# [What to do]
Reproduce word for word every line starting at the one that contains "box every sawdust" and ending with the final line of the items below.

_ _ _

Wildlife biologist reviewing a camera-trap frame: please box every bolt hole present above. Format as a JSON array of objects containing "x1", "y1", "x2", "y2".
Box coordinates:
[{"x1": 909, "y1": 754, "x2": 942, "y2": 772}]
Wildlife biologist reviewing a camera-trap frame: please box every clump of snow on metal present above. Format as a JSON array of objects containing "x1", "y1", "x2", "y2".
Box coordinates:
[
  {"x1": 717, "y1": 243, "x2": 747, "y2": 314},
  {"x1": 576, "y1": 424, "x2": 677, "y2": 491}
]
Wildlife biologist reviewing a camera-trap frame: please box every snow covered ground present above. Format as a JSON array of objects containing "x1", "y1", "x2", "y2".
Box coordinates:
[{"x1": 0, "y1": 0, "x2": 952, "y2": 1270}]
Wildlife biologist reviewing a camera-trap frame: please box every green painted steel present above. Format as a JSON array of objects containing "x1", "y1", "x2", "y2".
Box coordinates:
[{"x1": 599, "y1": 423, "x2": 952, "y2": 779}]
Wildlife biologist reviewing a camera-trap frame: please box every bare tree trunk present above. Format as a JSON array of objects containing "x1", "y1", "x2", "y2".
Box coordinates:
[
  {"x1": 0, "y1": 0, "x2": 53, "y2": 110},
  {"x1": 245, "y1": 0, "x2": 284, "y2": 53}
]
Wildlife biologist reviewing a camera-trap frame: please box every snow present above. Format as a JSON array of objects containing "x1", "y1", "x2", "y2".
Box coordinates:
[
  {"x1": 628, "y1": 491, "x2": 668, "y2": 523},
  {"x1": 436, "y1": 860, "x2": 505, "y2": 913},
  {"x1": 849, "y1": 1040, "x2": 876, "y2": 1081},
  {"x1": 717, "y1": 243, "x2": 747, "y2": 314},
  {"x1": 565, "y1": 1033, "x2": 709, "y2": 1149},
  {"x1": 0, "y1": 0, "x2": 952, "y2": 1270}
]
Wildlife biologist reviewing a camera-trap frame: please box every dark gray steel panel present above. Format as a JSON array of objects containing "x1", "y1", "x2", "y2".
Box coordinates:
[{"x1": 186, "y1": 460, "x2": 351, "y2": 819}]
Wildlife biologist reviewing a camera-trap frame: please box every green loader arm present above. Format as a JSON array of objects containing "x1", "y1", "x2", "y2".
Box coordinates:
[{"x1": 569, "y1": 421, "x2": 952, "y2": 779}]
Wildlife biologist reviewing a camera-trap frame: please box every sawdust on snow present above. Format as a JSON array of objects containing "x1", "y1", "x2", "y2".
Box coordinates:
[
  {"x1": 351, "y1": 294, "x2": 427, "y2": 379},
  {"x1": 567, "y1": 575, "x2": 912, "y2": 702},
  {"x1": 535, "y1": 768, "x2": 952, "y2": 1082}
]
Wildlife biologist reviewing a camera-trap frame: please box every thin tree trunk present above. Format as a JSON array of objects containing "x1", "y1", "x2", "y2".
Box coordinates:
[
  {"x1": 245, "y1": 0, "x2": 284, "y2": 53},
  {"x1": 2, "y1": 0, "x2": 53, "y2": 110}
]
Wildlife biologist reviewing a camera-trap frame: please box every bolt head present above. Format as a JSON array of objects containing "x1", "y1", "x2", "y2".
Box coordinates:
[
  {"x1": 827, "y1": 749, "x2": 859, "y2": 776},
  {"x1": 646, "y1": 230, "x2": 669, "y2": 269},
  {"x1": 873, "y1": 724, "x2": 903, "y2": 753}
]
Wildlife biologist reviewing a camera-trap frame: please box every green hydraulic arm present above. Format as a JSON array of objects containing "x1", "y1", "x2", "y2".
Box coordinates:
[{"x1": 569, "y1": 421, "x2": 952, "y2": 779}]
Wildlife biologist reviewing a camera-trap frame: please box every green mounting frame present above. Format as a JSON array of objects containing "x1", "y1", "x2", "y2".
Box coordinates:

_ _ _

# [Output for this exercise]
Wildlife biologist reviewing a camera-trap frame: please box every sawdust on snow present above. Format as a JSON array of objects containing "x1", "y1", "x2", "y2".
Box coordinates:
[
  {"x1": 351, "y1": 294, "x2": 427, "y2": 379},
  {"x1": 567, "y1": 575, "x2": 912, "y2": 702},
  {"x1": 535, "y1": 768, "x2": 952, "y2": 1082}
]
Wildlife biologist reviewing a camera-trap frame: please box every thin tree trunk present above. Format as a JSON array of objects containing "x1", "y1", "x2", "y2".
Box coordinates:
[
  {"x1": 245, "y1": 0, "x2": 284, "y2": 53},
  {"x1": 2, "y1": 0, "x2": 53, "y2": 110}
]
Wildlife biologist reviewing a camera-trap frame: please box every bolt head present above. Format as a JSON array of objects containing "x1", "y1", "x2", "y2".
Box coordinates:
[
  {"x1": 827, "y1": 749, "x2": 859, "y2": 776},
  {"x1": 646, "y1": 230, "x2": 669, "y2": 269},
  {"x1": 873, "y1": 724, "x2": 903, "y2": 753}
]
Wildlife biologist reviewing a camera-trap frame: please box every green hydraulic arm present above. Format as a JSON array of objects containing "x1", "y1", "x2", "y2".
Box coordinates:
[{"x1": 569, "y1": 421, "x2": 952, "y2": 779}]
Wildlife biologist reviewing a camera-trap frame: please box every green mounting frame present above. Format as a JSON array of objects containing "x1", "y1", "x2", "y2".
Box coordinates:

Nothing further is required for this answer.